> PROBLEM TO WORK ON: Look below for the lines from the one with "Target: blue coveralls" to the one with "Target: cow's ear", and copy exactly those lines, both ends included.

> STUDY MATERIAL:
————

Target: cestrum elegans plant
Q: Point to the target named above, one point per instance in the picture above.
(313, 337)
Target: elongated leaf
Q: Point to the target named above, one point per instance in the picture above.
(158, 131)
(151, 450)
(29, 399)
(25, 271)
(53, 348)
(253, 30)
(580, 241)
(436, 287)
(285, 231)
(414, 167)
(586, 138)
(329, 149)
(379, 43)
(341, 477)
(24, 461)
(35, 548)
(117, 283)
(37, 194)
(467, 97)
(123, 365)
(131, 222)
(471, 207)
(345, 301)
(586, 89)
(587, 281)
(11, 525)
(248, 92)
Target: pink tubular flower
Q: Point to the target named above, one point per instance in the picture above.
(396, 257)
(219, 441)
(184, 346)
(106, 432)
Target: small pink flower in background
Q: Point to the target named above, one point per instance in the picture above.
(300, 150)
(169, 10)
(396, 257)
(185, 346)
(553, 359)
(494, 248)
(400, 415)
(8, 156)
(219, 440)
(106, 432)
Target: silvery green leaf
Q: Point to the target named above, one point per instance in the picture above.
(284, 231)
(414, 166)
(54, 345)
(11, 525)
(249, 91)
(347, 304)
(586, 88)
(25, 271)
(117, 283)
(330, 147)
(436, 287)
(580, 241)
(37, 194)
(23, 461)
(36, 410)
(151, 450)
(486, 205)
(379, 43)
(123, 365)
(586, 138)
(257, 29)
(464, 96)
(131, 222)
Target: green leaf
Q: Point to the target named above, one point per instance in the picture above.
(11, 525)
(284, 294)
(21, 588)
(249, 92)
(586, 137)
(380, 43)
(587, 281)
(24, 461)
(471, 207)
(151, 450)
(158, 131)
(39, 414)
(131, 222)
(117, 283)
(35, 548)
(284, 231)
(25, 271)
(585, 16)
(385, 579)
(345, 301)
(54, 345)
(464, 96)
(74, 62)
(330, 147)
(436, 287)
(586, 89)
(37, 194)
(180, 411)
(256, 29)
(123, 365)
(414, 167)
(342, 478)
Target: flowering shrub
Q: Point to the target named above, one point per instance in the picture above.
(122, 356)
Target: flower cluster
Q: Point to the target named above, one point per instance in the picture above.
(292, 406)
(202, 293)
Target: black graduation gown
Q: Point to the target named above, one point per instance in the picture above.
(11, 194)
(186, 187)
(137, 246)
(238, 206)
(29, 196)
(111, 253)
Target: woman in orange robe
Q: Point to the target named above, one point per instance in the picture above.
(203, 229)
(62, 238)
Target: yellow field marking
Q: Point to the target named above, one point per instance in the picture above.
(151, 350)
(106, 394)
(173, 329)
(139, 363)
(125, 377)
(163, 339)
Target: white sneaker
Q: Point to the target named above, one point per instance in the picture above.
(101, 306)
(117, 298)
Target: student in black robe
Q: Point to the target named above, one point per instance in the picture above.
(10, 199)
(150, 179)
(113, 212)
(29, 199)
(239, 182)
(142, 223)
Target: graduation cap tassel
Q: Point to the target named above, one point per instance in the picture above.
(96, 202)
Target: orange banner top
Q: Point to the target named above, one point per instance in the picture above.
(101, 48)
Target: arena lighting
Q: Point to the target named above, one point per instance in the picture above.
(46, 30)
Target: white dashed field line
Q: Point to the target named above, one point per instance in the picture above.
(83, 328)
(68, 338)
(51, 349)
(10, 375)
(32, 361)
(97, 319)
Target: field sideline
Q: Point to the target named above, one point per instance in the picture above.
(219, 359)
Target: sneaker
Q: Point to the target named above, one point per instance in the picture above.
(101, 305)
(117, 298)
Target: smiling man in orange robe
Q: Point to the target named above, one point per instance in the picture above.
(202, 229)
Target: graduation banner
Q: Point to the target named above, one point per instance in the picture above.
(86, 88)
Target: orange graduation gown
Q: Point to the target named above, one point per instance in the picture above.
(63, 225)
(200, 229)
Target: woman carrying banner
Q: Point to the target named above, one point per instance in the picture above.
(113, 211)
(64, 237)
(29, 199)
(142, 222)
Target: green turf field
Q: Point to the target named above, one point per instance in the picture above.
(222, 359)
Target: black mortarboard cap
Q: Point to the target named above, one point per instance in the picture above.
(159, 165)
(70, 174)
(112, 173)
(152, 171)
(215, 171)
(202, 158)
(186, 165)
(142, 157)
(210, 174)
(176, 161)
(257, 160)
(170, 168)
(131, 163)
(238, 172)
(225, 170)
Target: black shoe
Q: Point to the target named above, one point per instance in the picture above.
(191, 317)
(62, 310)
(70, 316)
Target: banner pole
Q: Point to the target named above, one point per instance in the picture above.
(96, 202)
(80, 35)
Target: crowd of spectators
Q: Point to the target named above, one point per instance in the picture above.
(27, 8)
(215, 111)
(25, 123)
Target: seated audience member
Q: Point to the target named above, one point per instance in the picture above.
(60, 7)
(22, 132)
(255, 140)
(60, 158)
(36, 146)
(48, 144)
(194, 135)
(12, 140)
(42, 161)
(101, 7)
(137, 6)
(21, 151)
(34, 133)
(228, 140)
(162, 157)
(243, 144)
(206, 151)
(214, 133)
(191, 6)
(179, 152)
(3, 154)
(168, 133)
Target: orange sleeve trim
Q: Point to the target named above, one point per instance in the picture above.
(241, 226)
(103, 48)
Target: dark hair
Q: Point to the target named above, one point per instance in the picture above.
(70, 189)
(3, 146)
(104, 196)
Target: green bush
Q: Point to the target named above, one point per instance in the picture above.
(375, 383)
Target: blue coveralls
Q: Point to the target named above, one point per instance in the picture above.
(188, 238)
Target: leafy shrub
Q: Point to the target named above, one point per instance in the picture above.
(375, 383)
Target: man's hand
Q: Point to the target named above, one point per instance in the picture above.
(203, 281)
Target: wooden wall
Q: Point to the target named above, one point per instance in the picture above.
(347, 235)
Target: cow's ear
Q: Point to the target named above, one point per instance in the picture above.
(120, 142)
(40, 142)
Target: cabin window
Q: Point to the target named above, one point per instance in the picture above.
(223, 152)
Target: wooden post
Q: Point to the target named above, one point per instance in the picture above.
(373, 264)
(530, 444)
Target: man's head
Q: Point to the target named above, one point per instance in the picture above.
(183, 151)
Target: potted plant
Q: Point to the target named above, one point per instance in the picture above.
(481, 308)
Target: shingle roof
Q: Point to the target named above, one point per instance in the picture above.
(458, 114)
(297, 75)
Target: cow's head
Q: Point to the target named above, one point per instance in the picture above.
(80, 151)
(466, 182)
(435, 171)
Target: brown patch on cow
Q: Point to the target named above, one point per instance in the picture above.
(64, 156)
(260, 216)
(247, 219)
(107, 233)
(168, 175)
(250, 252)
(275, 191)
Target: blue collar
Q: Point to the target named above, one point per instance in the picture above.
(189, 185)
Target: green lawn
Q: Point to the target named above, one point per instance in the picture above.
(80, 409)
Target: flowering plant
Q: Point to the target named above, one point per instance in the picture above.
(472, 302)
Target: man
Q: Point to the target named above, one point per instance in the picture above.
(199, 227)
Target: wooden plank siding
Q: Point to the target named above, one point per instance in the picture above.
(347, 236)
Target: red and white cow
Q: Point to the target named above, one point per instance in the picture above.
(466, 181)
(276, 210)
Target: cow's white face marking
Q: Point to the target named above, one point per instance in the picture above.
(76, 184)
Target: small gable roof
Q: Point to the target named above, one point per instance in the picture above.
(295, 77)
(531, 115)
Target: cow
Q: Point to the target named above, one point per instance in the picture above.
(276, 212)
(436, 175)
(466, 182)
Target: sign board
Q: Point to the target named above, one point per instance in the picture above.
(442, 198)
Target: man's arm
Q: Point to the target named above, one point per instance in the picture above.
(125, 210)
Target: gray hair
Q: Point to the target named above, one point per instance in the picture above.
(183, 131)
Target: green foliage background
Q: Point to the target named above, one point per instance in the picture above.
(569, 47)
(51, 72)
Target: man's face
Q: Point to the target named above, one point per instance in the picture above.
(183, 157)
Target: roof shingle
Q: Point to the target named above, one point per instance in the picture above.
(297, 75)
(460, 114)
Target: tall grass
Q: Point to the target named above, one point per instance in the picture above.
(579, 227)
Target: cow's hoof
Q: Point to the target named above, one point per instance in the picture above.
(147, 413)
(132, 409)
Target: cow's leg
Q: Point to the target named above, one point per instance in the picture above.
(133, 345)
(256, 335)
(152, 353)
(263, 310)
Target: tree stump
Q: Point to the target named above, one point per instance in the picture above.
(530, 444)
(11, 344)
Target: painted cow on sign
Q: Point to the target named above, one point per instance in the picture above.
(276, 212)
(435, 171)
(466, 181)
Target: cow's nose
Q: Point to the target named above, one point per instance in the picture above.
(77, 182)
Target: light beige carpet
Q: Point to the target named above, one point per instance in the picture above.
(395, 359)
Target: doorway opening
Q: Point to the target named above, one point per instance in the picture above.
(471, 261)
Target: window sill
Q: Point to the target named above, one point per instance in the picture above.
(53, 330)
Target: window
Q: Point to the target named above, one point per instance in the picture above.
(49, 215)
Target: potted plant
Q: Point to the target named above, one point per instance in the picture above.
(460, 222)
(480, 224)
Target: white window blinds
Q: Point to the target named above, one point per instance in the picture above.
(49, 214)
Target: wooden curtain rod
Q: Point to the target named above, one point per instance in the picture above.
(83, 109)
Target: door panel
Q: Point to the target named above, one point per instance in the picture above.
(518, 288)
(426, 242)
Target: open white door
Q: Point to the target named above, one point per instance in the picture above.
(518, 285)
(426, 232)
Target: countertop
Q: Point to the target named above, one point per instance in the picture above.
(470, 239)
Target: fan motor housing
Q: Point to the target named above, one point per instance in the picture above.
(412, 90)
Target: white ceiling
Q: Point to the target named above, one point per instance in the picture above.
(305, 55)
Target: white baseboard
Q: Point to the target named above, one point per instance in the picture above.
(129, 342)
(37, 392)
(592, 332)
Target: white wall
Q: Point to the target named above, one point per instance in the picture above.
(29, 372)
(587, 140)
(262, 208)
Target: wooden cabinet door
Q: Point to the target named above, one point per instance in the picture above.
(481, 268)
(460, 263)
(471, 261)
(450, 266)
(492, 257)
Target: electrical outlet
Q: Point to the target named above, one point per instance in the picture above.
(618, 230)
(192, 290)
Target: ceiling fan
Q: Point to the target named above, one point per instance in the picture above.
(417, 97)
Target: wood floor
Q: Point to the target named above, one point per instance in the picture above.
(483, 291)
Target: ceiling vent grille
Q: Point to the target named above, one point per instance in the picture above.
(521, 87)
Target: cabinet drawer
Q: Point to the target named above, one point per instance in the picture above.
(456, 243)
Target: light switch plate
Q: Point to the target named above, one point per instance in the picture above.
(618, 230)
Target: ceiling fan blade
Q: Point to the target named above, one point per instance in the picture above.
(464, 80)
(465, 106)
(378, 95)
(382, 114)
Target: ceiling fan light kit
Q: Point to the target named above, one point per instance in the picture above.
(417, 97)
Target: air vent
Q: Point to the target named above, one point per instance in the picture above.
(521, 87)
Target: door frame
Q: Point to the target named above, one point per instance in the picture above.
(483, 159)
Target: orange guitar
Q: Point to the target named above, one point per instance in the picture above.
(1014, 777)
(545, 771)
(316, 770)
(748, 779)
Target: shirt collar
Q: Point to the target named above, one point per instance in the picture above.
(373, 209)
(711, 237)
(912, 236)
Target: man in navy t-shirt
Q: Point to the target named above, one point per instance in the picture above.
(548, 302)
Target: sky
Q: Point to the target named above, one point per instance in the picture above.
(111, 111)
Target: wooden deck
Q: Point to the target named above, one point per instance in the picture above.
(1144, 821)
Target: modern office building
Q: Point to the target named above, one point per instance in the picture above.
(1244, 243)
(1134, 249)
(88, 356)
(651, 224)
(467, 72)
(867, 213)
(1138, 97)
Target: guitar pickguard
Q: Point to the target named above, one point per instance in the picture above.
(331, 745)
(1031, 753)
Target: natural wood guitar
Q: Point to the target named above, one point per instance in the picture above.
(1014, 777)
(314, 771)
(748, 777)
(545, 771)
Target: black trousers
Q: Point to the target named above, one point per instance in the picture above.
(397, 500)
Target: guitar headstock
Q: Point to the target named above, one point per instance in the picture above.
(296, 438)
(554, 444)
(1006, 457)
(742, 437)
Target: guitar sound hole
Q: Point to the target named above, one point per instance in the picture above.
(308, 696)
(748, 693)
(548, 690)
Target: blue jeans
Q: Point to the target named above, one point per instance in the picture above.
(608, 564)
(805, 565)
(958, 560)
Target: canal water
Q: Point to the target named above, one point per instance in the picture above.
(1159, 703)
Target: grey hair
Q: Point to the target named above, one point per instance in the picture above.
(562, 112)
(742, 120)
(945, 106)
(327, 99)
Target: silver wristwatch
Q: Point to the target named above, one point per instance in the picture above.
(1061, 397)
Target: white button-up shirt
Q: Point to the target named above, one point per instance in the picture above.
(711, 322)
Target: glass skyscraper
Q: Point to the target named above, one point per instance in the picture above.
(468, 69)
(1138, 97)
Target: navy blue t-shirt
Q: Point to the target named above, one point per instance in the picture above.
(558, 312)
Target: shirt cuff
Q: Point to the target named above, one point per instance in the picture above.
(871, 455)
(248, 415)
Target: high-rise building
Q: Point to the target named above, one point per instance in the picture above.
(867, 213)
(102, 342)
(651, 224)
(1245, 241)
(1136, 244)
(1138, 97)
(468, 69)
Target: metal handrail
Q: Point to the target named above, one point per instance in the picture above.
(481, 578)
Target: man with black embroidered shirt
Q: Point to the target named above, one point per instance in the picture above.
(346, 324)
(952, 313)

————

> SOLUTION:
Target: blue coveralls
Q: Point to the target named above, one point per instance in the picture above.
(188, 238)
Target: leafy shrub
Q: Point to the target named above, one point per instance in the picture above.
(375, 383)
Target: man's hand
Q: Point to the target named above, one point per instance in the picture above.
(203, 281)
Target: wooden wall
Q: Point to the target named above, one point per instance in the picture above.
(347, 235)
Target: cow's ear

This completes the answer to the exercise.